### The problem
Which lines in the items below contain the string "background"? Pick out and copy each of those lines, matching case exactly.

### Records for this task

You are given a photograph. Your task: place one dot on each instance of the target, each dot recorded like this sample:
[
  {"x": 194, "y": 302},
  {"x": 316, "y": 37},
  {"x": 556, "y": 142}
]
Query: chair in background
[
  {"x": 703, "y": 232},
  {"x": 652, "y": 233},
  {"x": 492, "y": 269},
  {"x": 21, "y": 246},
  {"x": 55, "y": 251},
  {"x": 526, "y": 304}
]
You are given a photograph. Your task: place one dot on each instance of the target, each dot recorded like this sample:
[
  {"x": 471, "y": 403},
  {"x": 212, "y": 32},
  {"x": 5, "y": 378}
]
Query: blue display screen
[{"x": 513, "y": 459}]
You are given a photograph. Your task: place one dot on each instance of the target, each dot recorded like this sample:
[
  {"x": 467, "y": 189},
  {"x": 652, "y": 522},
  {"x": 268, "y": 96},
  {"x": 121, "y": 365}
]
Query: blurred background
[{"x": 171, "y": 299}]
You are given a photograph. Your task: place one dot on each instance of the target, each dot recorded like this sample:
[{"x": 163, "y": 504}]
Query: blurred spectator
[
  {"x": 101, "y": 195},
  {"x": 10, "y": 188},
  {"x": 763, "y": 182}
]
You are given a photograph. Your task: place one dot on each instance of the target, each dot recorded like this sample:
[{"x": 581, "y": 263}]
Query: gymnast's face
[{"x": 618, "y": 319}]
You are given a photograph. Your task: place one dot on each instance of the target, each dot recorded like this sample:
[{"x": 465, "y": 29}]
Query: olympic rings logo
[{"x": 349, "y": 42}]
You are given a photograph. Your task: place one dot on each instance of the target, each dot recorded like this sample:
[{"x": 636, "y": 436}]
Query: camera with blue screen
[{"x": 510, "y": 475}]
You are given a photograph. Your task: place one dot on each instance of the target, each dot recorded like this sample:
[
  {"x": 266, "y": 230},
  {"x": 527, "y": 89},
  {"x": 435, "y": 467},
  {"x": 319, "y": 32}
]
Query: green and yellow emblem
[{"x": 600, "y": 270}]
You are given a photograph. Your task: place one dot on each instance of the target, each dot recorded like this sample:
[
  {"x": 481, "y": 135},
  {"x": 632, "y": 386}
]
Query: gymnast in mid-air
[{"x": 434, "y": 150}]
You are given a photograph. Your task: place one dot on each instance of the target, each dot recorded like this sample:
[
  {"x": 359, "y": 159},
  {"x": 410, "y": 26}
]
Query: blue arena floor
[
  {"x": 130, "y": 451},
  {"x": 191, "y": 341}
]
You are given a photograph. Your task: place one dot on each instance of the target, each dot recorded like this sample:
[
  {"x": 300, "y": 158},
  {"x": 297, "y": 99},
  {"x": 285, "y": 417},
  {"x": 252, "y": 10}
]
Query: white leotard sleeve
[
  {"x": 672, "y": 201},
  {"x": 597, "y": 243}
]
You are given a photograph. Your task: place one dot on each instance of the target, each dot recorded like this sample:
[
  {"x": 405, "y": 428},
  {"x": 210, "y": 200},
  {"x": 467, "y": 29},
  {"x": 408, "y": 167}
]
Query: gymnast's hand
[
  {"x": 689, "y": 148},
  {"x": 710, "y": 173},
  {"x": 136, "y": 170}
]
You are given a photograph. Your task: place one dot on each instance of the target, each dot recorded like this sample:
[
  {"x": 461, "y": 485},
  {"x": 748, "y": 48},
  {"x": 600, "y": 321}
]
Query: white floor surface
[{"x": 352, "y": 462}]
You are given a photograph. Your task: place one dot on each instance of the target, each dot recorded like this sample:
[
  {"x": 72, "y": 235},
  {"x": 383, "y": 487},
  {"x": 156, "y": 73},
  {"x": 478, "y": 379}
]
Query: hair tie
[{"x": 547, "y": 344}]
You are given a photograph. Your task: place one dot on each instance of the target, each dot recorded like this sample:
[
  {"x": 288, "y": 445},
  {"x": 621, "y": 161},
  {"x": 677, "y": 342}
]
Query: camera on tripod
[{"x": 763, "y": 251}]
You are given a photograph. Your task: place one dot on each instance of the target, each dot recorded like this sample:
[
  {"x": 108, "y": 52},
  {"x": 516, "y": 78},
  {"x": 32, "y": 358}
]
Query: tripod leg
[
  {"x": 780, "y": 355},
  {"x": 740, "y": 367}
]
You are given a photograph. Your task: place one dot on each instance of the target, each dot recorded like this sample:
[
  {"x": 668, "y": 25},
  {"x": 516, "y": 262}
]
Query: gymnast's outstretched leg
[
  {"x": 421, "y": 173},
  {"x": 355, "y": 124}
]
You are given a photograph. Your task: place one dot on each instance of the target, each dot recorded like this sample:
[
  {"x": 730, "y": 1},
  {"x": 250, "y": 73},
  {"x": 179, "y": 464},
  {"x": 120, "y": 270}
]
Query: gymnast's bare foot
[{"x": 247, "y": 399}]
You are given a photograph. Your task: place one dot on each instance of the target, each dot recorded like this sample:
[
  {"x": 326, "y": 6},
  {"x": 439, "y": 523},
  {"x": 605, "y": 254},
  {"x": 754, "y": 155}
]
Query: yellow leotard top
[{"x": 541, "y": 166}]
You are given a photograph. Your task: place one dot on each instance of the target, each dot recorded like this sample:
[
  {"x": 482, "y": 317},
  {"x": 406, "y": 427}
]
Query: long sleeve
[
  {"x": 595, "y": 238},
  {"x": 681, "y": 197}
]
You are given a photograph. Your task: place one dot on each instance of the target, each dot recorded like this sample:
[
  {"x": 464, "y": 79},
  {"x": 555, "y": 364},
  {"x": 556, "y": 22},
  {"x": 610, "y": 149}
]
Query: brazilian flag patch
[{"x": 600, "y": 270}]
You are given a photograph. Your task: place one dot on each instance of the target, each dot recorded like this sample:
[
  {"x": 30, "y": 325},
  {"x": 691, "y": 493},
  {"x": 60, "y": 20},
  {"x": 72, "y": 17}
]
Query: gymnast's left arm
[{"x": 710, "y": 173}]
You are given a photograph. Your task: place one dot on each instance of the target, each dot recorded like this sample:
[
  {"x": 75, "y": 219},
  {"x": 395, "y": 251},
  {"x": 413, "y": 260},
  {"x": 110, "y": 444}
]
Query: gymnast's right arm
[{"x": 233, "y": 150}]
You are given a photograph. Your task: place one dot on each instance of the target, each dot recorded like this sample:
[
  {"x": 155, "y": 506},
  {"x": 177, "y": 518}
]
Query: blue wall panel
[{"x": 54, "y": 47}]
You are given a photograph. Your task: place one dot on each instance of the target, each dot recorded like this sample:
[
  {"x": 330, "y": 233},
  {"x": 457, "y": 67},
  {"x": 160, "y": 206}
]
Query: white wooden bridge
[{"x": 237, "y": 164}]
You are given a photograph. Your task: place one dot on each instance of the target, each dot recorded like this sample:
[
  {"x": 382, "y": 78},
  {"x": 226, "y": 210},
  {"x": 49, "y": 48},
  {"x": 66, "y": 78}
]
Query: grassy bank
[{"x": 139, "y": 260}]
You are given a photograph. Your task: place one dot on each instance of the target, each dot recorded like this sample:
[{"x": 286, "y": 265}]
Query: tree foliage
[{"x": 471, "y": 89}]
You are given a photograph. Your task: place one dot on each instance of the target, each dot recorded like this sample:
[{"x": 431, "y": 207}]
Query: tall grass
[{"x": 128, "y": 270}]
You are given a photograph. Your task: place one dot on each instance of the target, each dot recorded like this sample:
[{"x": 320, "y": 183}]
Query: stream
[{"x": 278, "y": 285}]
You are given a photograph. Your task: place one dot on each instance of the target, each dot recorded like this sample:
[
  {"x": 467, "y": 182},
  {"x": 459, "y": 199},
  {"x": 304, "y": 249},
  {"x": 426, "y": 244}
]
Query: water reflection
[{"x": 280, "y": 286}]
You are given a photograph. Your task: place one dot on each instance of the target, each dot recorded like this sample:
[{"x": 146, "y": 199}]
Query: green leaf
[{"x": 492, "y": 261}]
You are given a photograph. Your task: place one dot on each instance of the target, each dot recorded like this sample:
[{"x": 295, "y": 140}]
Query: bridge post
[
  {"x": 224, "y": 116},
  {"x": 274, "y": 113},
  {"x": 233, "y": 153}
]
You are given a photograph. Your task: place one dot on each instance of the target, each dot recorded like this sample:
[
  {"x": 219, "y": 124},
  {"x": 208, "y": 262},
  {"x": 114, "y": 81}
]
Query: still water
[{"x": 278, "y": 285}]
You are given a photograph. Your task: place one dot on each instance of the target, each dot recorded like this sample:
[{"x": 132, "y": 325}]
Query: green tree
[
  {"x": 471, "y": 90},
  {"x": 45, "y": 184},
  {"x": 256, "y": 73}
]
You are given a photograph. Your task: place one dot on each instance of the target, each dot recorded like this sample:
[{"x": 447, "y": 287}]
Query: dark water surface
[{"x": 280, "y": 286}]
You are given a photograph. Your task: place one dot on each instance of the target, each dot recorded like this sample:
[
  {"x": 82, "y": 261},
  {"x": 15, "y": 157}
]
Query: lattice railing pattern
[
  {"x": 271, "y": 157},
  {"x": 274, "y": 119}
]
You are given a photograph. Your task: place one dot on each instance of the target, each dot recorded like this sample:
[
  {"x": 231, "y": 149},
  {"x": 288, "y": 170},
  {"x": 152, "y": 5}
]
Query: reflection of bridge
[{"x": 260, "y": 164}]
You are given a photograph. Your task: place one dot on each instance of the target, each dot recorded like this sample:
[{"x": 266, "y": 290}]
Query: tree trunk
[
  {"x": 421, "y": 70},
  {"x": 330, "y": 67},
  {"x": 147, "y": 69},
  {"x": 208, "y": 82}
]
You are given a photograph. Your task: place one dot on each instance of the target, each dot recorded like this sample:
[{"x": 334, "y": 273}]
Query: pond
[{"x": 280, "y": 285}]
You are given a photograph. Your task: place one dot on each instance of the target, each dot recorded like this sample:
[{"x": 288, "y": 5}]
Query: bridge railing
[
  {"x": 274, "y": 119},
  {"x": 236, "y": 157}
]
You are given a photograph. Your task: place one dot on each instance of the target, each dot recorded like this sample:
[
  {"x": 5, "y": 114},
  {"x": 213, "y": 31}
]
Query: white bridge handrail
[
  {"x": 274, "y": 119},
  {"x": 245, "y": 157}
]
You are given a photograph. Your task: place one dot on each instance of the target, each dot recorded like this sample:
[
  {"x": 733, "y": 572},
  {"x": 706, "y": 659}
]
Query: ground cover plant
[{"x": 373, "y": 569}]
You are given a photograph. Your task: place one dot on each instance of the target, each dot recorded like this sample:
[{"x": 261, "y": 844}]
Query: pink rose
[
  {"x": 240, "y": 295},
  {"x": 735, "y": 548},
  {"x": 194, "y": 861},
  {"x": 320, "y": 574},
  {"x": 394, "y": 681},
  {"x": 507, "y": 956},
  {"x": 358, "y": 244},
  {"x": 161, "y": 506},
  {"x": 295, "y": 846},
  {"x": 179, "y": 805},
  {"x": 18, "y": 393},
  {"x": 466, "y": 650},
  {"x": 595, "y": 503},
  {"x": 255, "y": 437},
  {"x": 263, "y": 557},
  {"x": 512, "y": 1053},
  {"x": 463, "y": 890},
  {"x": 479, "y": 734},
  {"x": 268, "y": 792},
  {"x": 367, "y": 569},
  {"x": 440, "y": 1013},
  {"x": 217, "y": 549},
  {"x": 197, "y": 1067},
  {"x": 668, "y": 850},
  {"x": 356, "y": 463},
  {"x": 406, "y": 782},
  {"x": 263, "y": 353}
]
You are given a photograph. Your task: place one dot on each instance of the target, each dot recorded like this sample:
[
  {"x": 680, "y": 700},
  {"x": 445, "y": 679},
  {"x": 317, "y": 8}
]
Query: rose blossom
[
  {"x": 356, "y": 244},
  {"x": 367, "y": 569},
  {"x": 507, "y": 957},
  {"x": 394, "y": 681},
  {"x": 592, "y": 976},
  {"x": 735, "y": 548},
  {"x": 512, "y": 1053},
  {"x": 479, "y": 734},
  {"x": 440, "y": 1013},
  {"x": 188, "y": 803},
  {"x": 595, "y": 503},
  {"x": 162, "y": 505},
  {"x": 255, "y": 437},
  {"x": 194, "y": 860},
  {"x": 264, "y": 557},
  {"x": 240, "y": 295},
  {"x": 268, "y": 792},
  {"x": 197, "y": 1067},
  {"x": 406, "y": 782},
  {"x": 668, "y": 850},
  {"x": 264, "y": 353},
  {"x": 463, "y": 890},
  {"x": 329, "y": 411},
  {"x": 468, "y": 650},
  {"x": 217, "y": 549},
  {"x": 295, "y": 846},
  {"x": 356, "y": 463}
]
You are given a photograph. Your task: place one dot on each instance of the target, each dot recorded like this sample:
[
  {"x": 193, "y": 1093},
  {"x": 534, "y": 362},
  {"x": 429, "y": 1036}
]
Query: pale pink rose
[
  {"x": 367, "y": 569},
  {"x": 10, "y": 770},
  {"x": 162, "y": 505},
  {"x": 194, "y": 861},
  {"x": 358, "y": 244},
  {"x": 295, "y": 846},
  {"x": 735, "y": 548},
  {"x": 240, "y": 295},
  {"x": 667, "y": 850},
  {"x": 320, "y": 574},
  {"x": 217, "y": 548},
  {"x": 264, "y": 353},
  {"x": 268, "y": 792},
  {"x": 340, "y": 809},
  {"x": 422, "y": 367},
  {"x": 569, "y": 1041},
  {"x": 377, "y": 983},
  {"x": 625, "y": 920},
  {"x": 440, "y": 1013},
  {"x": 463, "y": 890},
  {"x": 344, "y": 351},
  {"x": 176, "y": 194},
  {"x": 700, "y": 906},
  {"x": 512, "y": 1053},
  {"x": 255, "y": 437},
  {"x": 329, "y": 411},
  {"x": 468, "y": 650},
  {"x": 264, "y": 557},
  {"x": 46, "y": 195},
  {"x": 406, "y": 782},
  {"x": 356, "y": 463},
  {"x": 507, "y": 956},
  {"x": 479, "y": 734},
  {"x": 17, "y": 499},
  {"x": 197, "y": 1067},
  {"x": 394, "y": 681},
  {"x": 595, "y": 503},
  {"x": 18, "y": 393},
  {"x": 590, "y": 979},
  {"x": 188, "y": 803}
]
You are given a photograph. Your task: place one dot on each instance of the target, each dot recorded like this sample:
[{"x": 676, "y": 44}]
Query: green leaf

### Solution for this problem
Query: chair in background
Query: blurred background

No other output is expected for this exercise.